Keep to one stretch of the data below, the lines from the one with "locate green and" up to and including the one with "locate white football", and return that stretch exactly.
——————
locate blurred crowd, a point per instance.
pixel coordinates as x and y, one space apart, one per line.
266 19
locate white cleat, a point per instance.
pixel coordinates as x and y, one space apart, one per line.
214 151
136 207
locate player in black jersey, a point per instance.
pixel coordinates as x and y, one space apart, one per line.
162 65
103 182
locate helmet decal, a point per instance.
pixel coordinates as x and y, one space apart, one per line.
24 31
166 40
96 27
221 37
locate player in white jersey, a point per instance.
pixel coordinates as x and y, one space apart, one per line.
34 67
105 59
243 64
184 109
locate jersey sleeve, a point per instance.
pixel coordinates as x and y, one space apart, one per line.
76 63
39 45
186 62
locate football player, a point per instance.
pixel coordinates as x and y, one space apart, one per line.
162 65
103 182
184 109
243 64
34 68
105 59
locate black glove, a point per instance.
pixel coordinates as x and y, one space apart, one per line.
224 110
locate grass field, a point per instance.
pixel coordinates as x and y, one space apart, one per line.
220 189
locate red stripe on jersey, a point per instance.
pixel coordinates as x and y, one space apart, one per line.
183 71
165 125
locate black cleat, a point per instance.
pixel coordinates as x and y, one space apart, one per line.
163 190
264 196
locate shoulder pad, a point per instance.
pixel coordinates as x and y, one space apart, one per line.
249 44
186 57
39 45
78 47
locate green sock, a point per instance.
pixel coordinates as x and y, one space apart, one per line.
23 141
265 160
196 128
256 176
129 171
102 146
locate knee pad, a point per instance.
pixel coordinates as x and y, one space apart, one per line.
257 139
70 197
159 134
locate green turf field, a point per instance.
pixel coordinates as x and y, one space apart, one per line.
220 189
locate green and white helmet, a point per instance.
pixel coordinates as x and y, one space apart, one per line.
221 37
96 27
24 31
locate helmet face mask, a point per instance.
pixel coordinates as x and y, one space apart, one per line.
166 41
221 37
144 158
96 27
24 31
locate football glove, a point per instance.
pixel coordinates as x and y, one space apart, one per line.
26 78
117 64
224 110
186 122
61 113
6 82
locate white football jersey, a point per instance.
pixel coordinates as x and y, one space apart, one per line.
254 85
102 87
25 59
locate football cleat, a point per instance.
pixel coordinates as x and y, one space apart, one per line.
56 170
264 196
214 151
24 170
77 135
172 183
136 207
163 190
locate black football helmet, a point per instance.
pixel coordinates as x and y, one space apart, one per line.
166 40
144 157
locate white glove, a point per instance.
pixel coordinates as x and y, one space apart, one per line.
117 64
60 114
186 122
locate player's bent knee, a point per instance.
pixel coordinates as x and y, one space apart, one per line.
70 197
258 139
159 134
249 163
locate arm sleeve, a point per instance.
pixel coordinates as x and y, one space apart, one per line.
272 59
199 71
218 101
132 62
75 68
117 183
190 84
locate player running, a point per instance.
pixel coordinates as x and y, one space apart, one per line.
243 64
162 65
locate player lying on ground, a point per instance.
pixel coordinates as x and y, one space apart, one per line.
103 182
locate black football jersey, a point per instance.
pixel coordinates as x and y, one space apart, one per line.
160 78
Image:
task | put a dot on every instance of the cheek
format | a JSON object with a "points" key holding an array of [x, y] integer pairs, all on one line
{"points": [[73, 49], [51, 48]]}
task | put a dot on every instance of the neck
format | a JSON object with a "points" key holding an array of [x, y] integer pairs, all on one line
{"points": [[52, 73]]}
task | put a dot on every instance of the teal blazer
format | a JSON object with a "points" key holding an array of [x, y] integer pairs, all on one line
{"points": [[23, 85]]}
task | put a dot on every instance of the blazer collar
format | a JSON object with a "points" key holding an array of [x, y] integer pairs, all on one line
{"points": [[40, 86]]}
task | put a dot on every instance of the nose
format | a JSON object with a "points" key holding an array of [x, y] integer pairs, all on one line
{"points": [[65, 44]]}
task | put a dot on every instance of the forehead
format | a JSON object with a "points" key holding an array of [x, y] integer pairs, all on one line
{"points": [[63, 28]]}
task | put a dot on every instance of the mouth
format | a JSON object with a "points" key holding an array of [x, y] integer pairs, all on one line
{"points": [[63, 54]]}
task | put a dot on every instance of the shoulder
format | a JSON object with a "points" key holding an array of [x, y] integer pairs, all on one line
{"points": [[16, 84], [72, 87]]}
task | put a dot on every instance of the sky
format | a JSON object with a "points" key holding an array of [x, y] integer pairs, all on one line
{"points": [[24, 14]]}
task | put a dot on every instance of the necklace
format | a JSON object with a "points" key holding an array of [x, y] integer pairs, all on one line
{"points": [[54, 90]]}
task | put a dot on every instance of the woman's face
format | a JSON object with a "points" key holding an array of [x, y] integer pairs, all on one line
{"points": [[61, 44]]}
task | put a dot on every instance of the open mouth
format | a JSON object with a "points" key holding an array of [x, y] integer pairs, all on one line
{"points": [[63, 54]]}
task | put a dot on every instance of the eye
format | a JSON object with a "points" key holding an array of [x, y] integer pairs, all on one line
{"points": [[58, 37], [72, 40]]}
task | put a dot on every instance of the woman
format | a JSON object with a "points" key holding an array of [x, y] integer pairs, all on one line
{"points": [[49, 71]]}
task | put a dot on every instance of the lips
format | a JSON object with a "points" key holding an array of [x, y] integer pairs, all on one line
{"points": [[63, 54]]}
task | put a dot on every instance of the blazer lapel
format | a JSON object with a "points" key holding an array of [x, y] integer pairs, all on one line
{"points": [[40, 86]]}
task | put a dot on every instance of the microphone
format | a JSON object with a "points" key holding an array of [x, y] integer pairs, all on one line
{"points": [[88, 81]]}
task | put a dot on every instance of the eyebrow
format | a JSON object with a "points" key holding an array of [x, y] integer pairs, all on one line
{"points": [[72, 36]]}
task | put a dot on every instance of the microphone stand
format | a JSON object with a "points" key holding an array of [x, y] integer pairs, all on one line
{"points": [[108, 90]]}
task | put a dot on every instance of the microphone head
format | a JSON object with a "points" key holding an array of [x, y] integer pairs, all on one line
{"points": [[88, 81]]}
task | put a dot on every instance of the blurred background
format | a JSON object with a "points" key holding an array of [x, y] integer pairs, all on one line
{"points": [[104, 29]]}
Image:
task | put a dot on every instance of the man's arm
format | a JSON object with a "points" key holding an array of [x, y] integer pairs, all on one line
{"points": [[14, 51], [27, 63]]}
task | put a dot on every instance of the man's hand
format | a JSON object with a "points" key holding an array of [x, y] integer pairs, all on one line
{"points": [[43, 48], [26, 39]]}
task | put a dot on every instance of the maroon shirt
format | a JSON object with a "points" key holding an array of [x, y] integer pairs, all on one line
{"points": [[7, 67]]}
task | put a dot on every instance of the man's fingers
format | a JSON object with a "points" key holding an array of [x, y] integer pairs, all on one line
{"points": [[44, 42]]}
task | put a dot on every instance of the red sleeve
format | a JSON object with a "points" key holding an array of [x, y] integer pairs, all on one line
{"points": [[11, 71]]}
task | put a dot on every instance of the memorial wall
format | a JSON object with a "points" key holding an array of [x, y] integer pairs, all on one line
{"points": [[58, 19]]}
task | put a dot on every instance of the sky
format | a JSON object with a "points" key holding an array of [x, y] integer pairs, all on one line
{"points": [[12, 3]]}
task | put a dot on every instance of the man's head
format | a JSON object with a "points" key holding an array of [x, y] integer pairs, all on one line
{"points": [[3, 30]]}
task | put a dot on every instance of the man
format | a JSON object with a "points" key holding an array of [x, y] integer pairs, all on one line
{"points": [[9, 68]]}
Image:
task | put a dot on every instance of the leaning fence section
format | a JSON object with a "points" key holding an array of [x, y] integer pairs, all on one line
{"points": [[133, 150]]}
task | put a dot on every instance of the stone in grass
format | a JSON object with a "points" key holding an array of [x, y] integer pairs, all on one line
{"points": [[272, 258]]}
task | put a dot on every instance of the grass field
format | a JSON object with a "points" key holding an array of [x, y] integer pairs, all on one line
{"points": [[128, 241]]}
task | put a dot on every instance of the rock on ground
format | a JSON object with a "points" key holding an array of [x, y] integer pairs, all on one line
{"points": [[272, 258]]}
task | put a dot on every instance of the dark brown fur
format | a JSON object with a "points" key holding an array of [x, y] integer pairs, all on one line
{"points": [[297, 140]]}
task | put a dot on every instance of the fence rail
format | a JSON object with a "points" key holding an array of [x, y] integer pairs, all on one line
——————
SOLVED EXERCISE:
locate green and white helmet, a point per instance.
pixel coordinates as x and y, one space apart, one per line.
221 37
96 27
24 31
locate helmet face mask, a point per instance.
pixel coordinates as x and y, one space apart, one per line.
166 41
221 37
144 158
96 27
24 31
locate football glove, a point per instance.
pixel coordinates as x and y, one space apart, one per line.
26 78
117 64
224 110
186 122
61 113
6 82
locate white football jersey, a point per instance.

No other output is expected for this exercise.